(Object position labeling entries)
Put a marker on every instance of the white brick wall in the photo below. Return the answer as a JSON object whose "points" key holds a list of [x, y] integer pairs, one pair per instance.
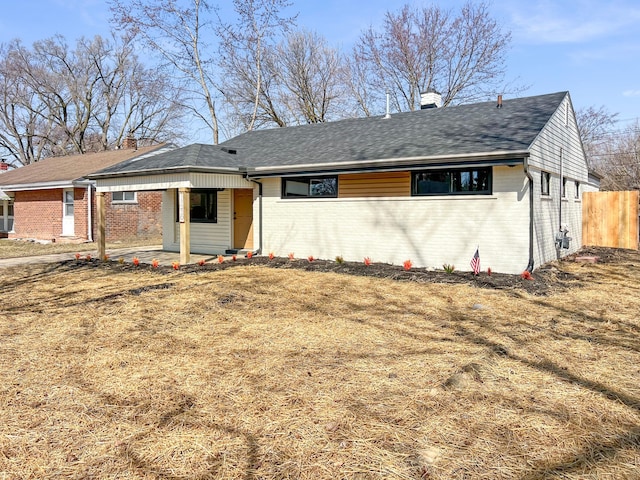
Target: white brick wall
{"points": [[430, 231]]}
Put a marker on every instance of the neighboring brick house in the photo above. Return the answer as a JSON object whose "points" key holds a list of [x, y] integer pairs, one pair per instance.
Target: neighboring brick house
{"points": [[53, 200]]}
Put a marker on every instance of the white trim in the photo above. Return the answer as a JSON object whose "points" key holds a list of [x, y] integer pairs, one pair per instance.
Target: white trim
{"points": [[396, 163], [170, 181]]}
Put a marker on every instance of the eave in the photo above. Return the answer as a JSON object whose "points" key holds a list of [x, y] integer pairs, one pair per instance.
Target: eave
{"points": [[166, 170], [506, 158]]}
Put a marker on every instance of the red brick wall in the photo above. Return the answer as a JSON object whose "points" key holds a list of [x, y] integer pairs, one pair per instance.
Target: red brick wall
{"points": [[140, 220], [38, 214]]}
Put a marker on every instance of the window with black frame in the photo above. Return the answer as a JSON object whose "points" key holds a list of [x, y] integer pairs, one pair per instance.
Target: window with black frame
{"points": [[203, 206], [310, 187], [452, 181]]}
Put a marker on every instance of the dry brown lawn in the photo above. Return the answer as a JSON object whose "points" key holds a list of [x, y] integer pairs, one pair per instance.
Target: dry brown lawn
{"points": [[261, 373]]}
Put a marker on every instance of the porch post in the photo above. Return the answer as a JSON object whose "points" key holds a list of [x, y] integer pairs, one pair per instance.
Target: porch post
{"points": [[184, 209], [5, 216], [101, 214]]}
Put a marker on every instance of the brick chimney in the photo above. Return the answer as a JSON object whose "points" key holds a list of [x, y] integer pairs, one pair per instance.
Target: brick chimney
{"points": [[430, 99], [130, 142]]}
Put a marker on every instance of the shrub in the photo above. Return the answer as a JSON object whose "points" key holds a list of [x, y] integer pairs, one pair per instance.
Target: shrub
{"points": [[526, 275]]}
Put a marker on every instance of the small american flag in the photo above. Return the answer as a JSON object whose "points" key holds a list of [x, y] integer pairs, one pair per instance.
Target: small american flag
{"points": [[475, 262]]}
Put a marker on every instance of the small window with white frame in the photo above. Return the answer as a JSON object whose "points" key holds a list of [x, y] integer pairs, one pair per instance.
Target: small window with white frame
{"points": [[546, 183], [123, 197]]}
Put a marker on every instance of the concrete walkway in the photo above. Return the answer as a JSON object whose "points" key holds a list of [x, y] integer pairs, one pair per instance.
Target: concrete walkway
{"points": [[144, 254]]}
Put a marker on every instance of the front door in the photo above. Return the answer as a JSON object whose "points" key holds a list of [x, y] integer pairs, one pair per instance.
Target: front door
{"points": [[243, 218], [67, 212]]}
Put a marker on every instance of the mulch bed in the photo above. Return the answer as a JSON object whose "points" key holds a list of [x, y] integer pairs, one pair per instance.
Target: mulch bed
{"points": [[551, 277]]}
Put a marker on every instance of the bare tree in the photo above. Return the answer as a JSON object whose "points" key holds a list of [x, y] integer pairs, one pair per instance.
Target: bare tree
{"points": [[55, 100], [461, 56], [595, 125], [21, 112], [174, 30], [617, 159], [247, 60], [311, 77]]}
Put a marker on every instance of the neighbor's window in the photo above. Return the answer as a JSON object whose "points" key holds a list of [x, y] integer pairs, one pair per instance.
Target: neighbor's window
{"points": [[546, 182], [466, 181], [204, 206], [301, 187], [123, 197]]}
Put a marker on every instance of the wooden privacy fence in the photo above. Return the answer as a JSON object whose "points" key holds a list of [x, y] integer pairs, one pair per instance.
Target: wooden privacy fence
{"points": [[610, 219]]}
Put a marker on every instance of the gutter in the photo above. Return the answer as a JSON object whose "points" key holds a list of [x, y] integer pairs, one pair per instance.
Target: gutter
{"points": [[466, 159], [531, 203], [259, 250], [165, 170]]}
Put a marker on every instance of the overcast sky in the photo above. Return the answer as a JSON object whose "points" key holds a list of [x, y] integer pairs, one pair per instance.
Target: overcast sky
{"points": [[590, 48]]}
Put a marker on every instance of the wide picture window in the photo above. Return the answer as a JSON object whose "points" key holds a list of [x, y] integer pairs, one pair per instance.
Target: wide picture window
{"points": [[471, 181], [309, 187]]}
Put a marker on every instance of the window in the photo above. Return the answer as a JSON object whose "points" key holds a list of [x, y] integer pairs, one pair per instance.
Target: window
{"points": [[204, 206], [301, 187], [68, 203], [128, 197], [472, 181], [9, 209], [546, 182]]}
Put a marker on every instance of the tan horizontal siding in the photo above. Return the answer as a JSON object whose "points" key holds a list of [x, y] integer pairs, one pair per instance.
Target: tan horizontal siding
{"points": [[393, 184]]}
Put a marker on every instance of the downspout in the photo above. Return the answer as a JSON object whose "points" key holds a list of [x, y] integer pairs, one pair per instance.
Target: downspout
{"points": [[259, 250], [531, 203], [561, 190], [89, 216]]}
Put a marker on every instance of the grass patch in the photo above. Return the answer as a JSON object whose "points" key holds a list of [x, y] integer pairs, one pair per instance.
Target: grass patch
{"points": [[22, 248], [255, 372]]}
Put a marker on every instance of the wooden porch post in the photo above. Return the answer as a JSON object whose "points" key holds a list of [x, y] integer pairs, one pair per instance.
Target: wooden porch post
{"points": [[101, 213], [184, 206]]}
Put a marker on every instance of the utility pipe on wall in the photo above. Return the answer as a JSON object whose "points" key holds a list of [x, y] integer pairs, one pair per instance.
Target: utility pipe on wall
{"points": [[531, 203], [89, 214]]}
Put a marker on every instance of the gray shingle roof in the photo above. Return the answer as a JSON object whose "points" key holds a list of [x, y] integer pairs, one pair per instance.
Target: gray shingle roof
{"points": [[451, 131]]}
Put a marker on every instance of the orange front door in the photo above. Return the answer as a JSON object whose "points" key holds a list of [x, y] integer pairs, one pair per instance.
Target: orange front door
{"points": [[243, 218]]}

_Written task_:
Revise the material above so that every "Put a marker on" becomes "Place a point on", leaving all other text unchanged. Leave the pictures out of your answer.

_Answer for the task_:
Place a point on every instance of the white brick wall in the photo below. Return the answer as a JSON object whose "points" key holds a list of [x, y] integer pairs, one pair per instance.
Target: white brick wall
{"points": [[430, 231]]}
Place a point on every instance of the neighboring brick house in the photo above. Return the answer as a JSON object whose "points" key holds a list of [x, y] integer pairs, one pair per instance.
Target: neighboring brick house
{"points": [[53, 200]]}
Place a point on every instance of the white trim in the photo above. Return the answer as a JSON object whose "points" key holds a list of [x, y] integer pairs, one pair per instance.
Target: white trim
{"points": [[396, 163], [170, 181]]}
Place a point on every instance of the eave in the photo above. Return the answer as a JSON object whose "points" key holds a list of [x, y] integer pairs, one pair per instance.
Target: eave
{"points": [[166, 170], [506, 158]]}
Place a point on every instance of the red brick wall in the photo above. Return the answer as a JSON object whose "points" key holds a list of [x, y] integer pairs, one pair per instance.
Target: red brick wall
{"points": [[140, 220], [38, 214]]}
Place a point on every instance of the window with black frame in the photo above. Return the answer as a JSON object whose "points" key holds a list of [x, y] integer pairs, one pair per instance.
Target: window with black frame
{"points": [[203, 206], [310, 187], [452, 181]]}
Place a point on every instance of the dry brown lawn in the photo above. Return the answer as a JSON object whose "points" key holds a list of [x, y] integer pairs, one pair per instance.
Target: dry brown lawn
{"points": [[261, 373]]}
Place a point on every instance of the porch post in the photo above. Return the answer as a JSON object whose "points" key holds a list of [x, y] integer pairs, one pair per instance.
Target: porch post
{"points": [[184, 209], [5, 216], [101, 214]]}
Place a point on every instance of the brick chimney in the photo above. Return the answer as a JSON object whose "points" key holds a list of [x, y] integer pairs, one pair per instance.
Target: brick chimney
{"points": [[430, 99], [130, 142]]}
Place a point on every instance of the shrub in the photo above. Return the answer as a JSON object whose "points" key holds a list of [x, y] integer pairs, one pair per instance.
Target: shrub
{"points": [[526, 275]]}
Place a point on every instance of the small american flag in the photo above. Return the answer as a JSON object whose "points" key holds a list of [x, y] integer pairs, one pair per instance.
Target: small american flag
{"points": [[475, 262]]}
Place a point on every instance of the small window with white frame in the photo above. Return the answer as a JSON object whose "points" key holds a list of [x, y] integer pairs, one pair per instance.
Target: small window with white frame
{"points": [[546, 183], [123, 197]]}
Place a point on every instance of the concrete walkway in the photo above. Return the answer as a JSON object whose "points" key holds a list of [x, y] integer pairs, one pair per instance.
Target: concrete walkway
{"points": [[144, 254]]}
Place a point on every instance of the front door in the photo above. Return the answer as a JSON object whose "points" key holds a list of [x, y] integer pairs, one pair per instance.
Target: front door
{"points": [[243, 218], [67, 212]]}
Place a point on every instance of the mulch bed in the photo above. Return the answer as a JSON object whose "points" key holds a list of [x, y] integer pairs, one pair per instance.
Target: mulch bed
{"points": [[551, 277]]}
Place a point on every instance of the bare tree in the photo above. Return the answer as a JSON object whose "points" key holds a list of [x, y] integer pairs, one pair per instance.
Target: bare tree
{"points": [[55, 100], [461, 56], [595, 125], [21, 112], [174, 30], [617, 159], [247, 60], [311, 77]]}
Place a point on every instance of the neighbor's window in the photo above. Return the answer as a JSON object whose "points" key holds a list of [x, y] integer pairs, one pair per instance.
Target: neighbor's window
{"points": [[546, 182], [466, 181], [204, 206], [301, 187], [123, 197]]}
Place a point on every instance of the wooden privacy fence in the photo above. Return the answer as a JSON object whose "points" key holds a list of [x, y] integer pairs, one pair per instance.
Target: wooden privacy fence
{"points": [[610, 219]]}
Place a point on every instance of the gutter in the photo above. Return the answer as a JSON object whose "points" key holds a list of [x, y] integer pairs, one pair per instance.
Target: gutter
{"points": [[466, 159], [531, 203], [259, 250], [165, 170]]}
Place a point on every instance of the overcast sky in the photo above. Return the answer as a JSON object whose "points" key holds a list of [x, y] integer pairs, one pair per instance.
Target: overcast sky
{"points": [[590, 48]]}
Place a point on every instance of the wide picture window in the photo above. Return the answer as a JSON object whose "points" key holds a list of [x, y] integer pairs, one pair per instance.
Target: wide picture window
{"points": [[471, 181], [309, 187]]}
Place a point on every instance of the window in the photo above. Return the answer as a JSON object whose "points" key holds a list of [x, y] integer pairs, one pair per instance.
Target: window
{"points": [[204, 206], [301, 187], [68, 203], [128, 197], [472, 181], [9, 209], [546, 182]]}
Place a point on every instance of the tan horizontal siding in the photo above. Return the answer as a JSON object whose "points" key holds a list of [x, y] integer pairs, one pair per instance.
Target: tan horizontal siding
{"points": [[393, 184]]}
Place a point on every instance of the downspout in the photo above. Return the answer as a JSON object whose "points" key holds a list of [x, y] integer pairs, one pair per instance.
Target: downspout
{"points": [[259, 250], [531, 203], [561, 190], [89, 216]]}
Place a point on every instance of the grass patch in the photo above. Return the answer as a JSON object whose "points" key holds a list of [x, y] integer pairs, one pair per instance.
Target: grass patch
{"points": [[22, 248], [255, 372]]}
Place a point on every instance of the wooden porch post in the photo above. Return the answer as a JSON object whose "points" key holds a list of [x, y] integer pairs, one pair per instance.
Target: wooden porch post
{"points": [[101, 213], [184, 206]]}
Place a point on every instance of the utility pipe on wall in the photo above. Return the answer as a JSON object whose "points" key holds a list of [x, y] integer pairs, one pair per instance.
Target: utility pipe on wall
{"points": [[531, 203], [89, 214]]}
Place a point on every instance of the gray shingle roof in the photo above. Return the answer as a JSON object whose "points" key holds a list of [x, y] integer pairs, one pair per instance.
Target: gray shingle roof
{"points": [[451, 131]]}
Place a point on every instance of the orange front door in the photo above. Return the answer as a JSON object whose "points" key holds a list of [x, y] integer pairs, one pair per instance.
Target: orange front door
{"points": [[243, 218]]}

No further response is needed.